_Stated task:_
Rewrite the items below with every "bounding box" changed to "rectangle" and nothing else altered.
--- Begin Exercise input ---
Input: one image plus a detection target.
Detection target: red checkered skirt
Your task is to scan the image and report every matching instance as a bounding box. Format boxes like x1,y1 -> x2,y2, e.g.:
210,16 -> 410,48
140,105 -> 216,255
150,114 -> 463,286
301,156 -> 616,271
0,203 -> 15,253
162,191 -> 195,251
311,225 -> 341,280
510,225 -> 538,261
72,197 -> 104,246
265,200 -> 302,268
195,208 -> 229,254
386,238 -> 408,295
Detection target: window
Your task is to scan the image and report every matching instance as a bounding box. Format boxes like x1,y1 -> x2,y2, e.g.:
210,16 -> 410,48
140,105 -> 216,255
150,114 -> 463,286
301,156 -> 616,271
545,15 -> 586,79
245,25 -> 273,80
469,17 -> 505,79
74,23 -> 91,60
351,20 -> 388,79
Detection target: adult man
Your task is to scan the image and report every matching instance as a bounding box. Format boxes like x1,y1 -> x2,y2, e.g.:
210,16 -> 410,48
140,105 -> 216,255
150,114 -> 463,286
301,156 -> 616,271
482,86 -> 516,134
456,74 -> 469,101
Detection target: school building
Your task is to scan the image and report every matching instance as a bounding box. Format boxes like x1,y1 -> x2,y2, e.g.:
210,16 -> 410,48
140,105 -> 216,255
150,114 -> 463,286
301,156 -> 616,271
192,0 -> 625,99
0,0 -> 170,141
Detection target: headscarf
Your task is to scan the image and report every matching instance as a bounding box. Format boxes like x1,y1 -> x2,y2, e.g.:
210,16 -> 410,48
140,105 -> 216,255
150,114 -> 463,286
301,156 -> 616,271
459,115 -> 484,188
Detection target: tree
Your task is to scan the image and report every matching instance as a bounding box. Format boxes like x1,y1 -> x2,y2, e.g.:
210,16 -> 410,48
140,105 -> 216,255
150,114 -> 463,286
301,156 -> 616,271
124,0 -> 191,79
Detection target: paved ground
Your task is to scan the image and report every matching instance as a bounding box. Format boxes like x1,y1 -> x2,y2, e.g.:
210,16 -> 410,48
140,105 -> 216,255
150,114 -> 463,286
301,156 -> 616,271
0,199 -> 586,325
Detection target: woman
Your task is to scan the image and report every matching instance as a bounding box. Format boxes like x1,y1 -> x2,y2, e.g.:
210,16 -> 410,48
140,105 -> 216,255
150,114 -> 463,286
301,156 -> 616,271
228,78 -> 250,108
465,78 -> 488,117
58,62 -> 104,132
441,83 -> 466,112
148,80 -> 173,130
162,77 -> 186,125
--- End Exercise input ---
_Output of the exercise:_
Input: one image plus a detection target.
Detection target: red checkered skirt
Your task is to scan the image and report every matching instance as a rectangle. Format boxes like x1,y1 -> x2,y2, e.g.:
210,16 -> 410,48
140,105 -> 216,255
150,114 -> 463,286
301,156 -> 616,271
0,203 -> 15,253
162,191 -> 195,251
311,225 -> 341,280
510,225 -> 538,261
72,197 -> 104,246
265,200 -> 302,268
195,208 -> 229,254
386,238 -> 408,295
Detection target: window
Your task is to scan the image and report every matching instance as a rectangle. Format boxes like x1,y1 -> x2,y2, e.g.:
210,16 -> 410,48
140,105 -> 216,255
150,114 -> 463,286
301,156 -> 616,271
545,15 -> 586,79
245,25 -> 273,80
469,17 -> 505,79
74,23 -> 91,60
351,20 -> 388,79
Detection target: adult man
Your task is to scan the image and report every matching instance as a rectangle. Format boxes like x1,y1 -> x2,y2, e.g.:
210,16 -> 410,48
140,105 -> 216,255
150,114 -> 463,286
301,156 -> 616,271
482,86 -> 516,134
456,74 -> 469,101
Detection target: school building
Your task is to scan the image and report every matching instance as a rectangle. Format boxes like x1,y1 -> x2,y2, e.g.:
210,16 -> 410,48
140,105 -> 216,255
150,114 -> 463,286
301,156 -> 616,271
192,0 -> 625,99
0,0 -> 170,141
Detection target: headscarf
Your task is to scan the image and report every matching instance as a rectangle. Format boxes like x1,y1 -> x2,y2, e.g.:
210,16 -> 410,48
140,105 -> 216,255
150,114 -> 463,286
301,156 -> 616,271
459,115 -> 484,188
Detection target: tree
Your task is to scan the image and report every matching instance as a rectangle. Format boxes like x1,y1 -> x2,y2, e.g.:
210,16 -> 410,48
140,105 -> 216,255
150,114 -> 463,286
301,156 -> 616,271
124,0 -> 191,79
Detection target: paved ground
Your task is to scan the image and report every matching instance as a rectangle. Format boxes like x1,y1 -> x2,y2, e.g.:
210,16 -> 410,48
140,105 -> 216,255
150,114 -> 463,286
301,156 -> 616,271
0,199 -> 586,325
Detection target: woman
Your task is to scan the image and report every matching instance as a rectangle. Format boxes like x1,y1 -> x2,y2, e.g.:
210,16 -> 410,48
140,105 -> 216,255
150,114 -> 463,286
301,156 -> 616,271
228,78 -> 250,108
465,78 -> 488,117
58,62 -> 104,132
441,83 -> 466,112
148,80 -> 173,130
162,77 -> 186,125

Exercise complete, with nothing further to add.